* [Exercise goal]
Output exactly the lines between the line that contains "outlet in the photograph above." and the last line of the material, counting both.

* [Data provided]
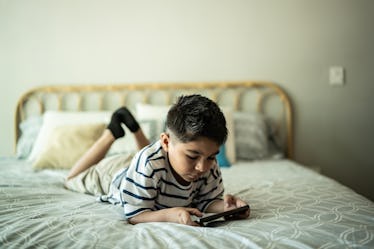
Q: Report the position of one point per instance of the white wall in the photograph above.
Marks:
(291, 42)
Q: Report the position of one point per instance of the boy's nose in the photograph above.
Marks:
(202, 166)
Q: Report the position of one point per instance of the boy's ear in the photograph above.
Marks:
(165, 141)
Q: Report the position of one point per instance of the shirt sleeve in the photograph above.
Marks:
(211, 189)
(138, 188)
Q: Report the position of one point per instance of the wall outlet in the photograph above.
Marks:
(336, 76)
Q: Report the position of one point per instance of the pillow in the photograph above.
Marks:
(66, 144)
(29, 132)
(158, 114)
(52, 119)
(251, 136)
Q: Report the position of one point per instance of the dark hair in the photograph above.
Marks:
(194, 116)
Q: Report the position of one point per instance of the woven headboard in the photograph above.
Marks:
(248, 96)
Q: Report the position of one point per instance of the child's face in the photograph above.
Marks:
(192, 159)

* [Task answer]
Q: Report the position of one point per instance of the wall outlet in the photograph above.
Marks:
(336, 76)
Q: Report the position of one point per instance of the pillow in the photograph above.
Marks:
(66, 144)
(29, 132)
(158, 114)
(52, 119)
(251, 136)
Q: Report the position of one point per instance of the dark hair in the photograph above.
Marks:
(194, 116)
Q: Report the position of one point per instance of the woven headboard in the photograph above.
Marks:
(248, 96)
Q: Report the position of one point per instance of the child's face in the photograph above.
Marks:
(192, 159)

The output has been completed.